What is required.
Update the part of the BPPV overview below that opens with "- Magnetic Resonance" and closes with "their original place.", changing "brain" to "head" throughout that part.

Provided text.
Content starts
A brief overview of Benign paroxysmal positional vertigo – the root cause behind Vertigo
Posted: Feb 04, 2015
Benign paroxysmal positional vertigo or BPPV as it is more commonly known as, is one of the root causes of vertigo, a disease in which the patient experiences the sensation of the world spinning around while he is standing still. BPPV is said to be the most common cause of vertigo but generally has a very mild effect. Symptoms of BPPV are observed only when a person moves his head in a sudden motion such as moving head sideways very quickly or nodding in quick succession.
Before knowing the causes of BPPV, it is important to understand what exactly goes wrong in BPPV which results in dizzying sensations. BPPV is associated with the internal organs in an ear. The innermost part of the ear contains a labyrinth of nerves and small organs, most important of which are three semi-circular canals which are responsible for monitoring the rotation of the head. In BPPV, due to some reason, certain ear crystals get dislodged from their original position and accumulate in one of these canals, jamming it and affecting its functioning. As a result, it starts responding to head position changes which it normally does not do, causing dizziness.
The exact cause why the ear crystals get dislodged and move into the canal is not known. However, the following causes are broadly considered while diagnosing BPPV:
- Head injuries
- Ear infections or surgeries
- Medications which may have side effects affecting the ear
- Prolonged bed rest such that the person’s head remains in the same position
To diagnose BPPV, the doctor will generally conduct a physical examination first to test the patient’s eye movements, head movements and their effect through a series of exercises. Thereafter, the following two tests may be performed:
- Electronystagmography (ENG) – The test is basically performed to detect nystagmus, a condition associated with Vertigo in which eye movement coordination is affected. The test is performed using electrodes or through micro cameras in case of VNG.
- Magnetic Resonance Imaging (MRI) – This test is not very commonly prescribed but can be useful in cases where a brain tumour is suspected. The test is basically an advanced form of X-ray and gives a cross-sectional image of the brain and surrounding organs including the ear labyrinth.
The treatment for BPPV is fairly simple as it rarely involves any drugs or other strong medications. The most effective treatment is canalithic repositioning which indicates a set of exercises which can reposition the ear crystals which are blocking the sensitive canals and set them back in their original place.
In rare cases when canalithic repositioning does not work, surgery is done to plug the affected canal in order to make it stop responding to head movements.
Content ends
Input data.
Content starts
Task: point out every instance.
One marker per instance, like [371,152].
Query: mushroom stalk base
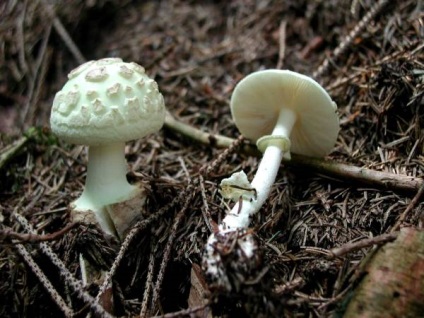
[106,183]
[240,215]
[274,147]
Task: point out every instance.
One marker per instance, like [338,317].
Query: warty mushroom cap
[258,99]
[107,101]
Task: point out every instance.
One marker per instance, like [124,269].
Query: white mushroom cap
[107,101]
[259,98]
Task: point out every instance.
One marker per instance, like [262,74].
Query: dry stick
[338,170]
[139,226]
[44,280]
[205,208]
[75,284]
[350,247]
[167,255]
[415,200]
[347,41]
[185,312]
[149,282]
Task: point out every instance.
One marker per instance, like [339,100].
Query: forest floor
[367,54]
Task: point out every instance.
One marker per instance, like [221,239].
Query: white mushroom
[104,104]
[283,112]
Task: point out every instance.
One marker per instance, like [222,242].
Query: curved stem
[273,153]
[106,182]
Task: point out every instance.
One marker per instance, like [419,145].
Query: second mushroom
[282,111]
[104,104]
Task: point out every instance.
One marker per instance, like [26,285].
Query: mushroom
[283,112]
[103,105]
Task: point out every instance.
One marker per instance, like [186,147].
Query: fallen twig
[342,171]
[44,280]
[341,48]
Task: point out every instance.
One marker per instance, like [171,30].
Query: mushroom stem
[106,182]
[274,147]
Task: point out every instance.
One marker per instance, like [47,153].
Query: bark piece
[393,285]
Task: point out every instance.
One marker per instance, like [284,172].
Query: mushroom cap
[107,101]
[259,97]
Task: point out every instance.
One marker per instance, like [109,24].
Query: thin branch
[44,280]
[74,283]
[348,40]
[341,171]
[149,283]
[9,234]
[415,200]
[137,228]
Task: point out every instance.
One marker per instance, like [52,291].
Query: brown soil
[197,51]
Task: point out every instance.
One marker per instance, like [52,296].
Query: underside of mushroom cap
[258,98]
[107,101]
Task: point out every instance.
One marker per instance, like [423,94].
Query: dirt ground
[367,54]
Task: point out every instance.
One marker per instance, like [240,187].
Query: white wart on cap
[104,104]
[107,101]
[283,112]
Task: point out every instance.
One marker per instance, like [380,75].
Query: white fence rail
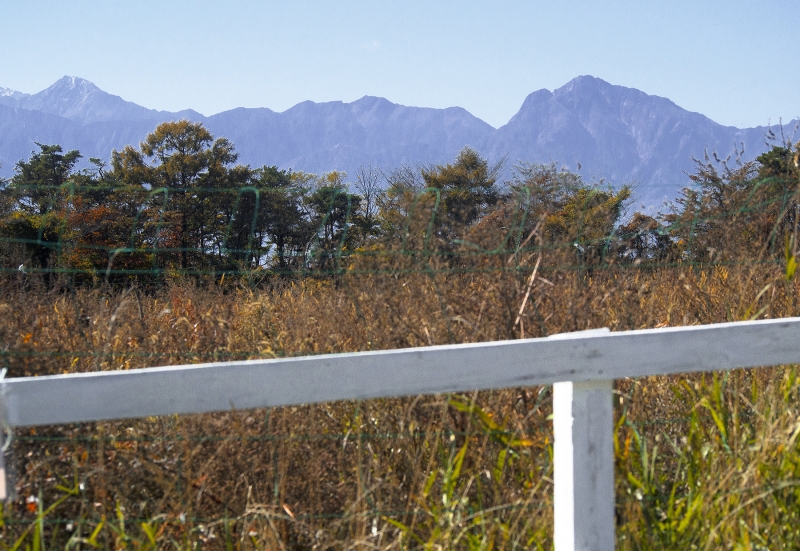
[583,365]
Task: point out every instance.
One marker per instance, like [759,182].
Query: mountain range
[603,131]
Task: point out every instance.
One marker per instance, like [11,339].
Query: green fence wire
[107,276]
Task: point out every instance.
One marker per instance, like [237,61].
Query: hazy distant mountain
[603,131]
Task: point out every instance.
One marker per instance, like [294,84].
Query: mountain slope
[620,134]
[603,131]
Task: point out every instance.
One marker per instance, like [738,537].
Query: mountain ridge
[601,130]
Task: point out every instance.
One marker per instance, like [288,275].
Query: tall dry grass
[707,461]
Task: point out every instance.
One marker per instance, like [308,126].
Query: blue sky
[734,61]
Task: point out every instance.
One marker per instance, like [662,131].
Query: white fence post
[583,426]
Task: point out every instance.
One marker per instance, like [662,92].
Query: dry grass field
[709,461]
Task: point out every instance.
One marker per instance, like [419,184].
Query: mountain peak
[72,83]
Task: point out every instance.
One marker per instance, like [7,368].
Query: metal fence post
[583,425]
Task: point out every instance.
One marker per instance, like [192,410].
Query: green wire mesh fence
[134,268]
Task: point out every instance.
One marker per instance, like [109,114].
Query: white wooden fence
[582,366]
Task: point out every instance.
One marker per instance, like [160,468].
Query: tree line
[181,203]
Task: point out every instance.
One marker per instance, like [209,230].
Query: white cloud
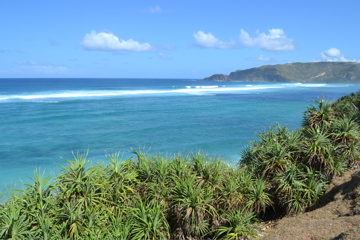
[104,41]
[334,55]
[49,69]
[262,58]
[155,9]
[164,56]
[207,40]
[276,40]
[35,67]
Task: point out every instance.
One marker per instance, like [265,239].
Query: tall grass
[190,196]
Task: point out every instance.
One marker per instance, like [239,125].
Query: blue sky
[171,39]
Content ends
Task solution.
- Magnetic Resonance Imaging (MRI) – This test is not very commonly prescribed but can be useful in cases where a head tumour is suspected. The test is basically an advanced form of X-ray and gives a cross-sectional image of the head and surrounding organs including the ear labyrinth.
The treatment for BPPV is fairly simple as it rarely involves any drugs or other strong medications. The most effective treatment is canalithic repositioning which indicates a set of exercises which can reposition the ear crystals which are blocking the sensitive canals and set them back in their original place.